====== DATA SUPPLIED
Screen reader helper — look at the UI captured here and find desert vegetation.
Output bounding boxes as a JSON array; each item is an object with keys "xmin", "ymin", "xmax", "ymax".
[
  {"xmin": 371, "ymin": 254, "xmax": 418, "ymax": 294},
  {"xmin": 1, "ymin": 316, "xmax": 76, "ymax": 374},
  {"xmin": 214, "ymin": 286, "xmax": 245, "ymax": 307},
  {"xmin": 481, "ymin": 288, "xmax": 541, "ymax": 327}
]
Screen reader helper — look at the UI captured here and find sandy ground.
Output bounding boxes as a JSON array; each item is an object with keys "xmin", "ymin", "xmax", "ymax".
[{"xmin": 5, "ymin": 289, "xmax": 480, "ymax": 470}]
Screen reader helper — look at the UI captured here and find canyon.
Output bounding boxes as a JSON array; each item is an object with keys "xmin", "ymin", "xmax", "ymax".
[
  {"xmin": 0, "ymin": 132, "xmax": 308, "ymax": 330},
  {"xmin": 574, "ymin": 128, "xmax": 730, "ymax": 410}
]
============
TASK INSTRUCTIONS:
The response should be an exact repeat of the data above.

FINISHED EXERCISE:
Screen reader helper — look at the UI captured here and find desert vegetation.
Output bounding boxes as a JSON array; each item is an object with keys "xmin", "ymin", "xmax", "ymax".
[
  {"xmin": 371, "ymin": 254, "xmax": 418, "ymax": 294},
  {"xmin": 1, "ymin": 316, "xmax": 76, "ymax": 374},
  {"xmin": 214, "ymin": 286, "xmax": 245, "ymax": 307},
  {"xmin": 481, "ymin": 288, "xmax": 541, "ymax": 327}
]
Screen reader helper — look at the UI captured here and find sandy ground.
Output bounding boxes as a JSON array; each item is an object with keys "xmin", "ymin", "xmax", "ymax".
[{"xmin": 5, "ymin": 289, "xmax": 480, "ymax": 470}]
Screen reader helper — look at the UI captured here and find canyon.
Output bounding boxes as a JSON array; each item is an object with keys "xmin", "ymin", "xmax", "ymax".
[
  {"xmin": 0, "ymin": 132, "xmax": 308, "ymax": 330},
  {"xmin": 574, "ymin": 128, "xmax": 730, "ymax": 410}
]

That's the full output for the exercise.